## Exercise prompt
Gather each line in the entries that includes the string "pepper".

## Records to use
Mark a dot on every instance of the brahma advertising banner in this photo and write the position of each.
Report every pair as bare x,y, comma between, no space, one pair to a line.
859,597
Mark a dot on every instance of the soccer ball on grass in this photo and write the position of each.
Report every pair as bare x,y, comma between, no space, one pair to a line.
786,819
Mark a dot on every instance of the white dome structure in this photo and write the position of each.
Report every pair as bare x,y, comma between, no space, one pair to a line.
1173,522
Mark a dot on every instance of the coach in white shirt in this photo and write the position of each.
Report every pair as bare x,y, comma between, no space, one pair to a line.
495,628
--
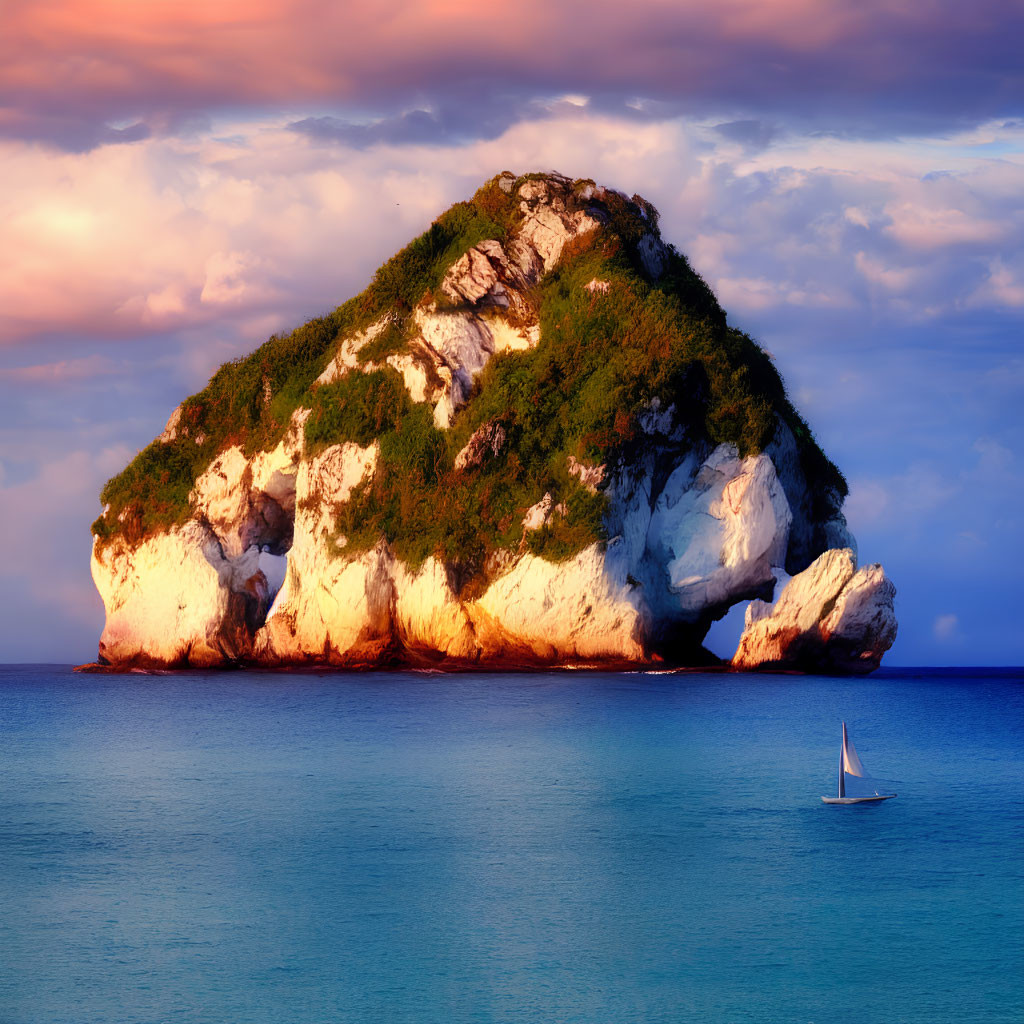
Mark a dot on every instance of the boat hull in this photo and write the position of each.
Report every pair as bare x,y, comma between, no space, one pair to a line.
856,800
==
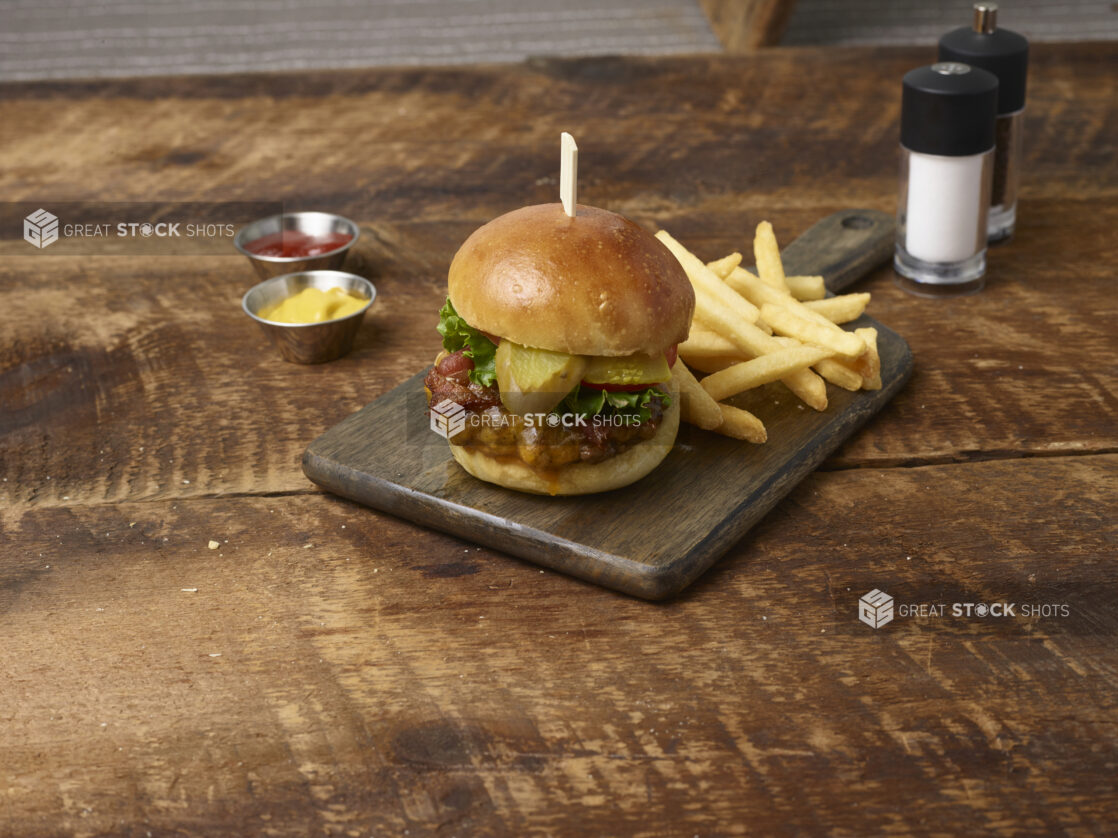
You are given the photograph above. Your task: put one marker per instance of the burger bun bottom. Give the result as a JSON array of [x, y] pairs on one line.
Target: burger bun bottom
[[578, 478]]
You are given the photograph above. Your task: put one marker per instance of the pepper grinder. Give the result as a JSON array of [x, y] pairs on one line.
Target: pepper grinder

## Written reply
You are given the photograph above. Your task: put one marker per instance of the pepper grinder. Give the result as a JSON array of [x, y] pairs on one line.
Target: pepper grinder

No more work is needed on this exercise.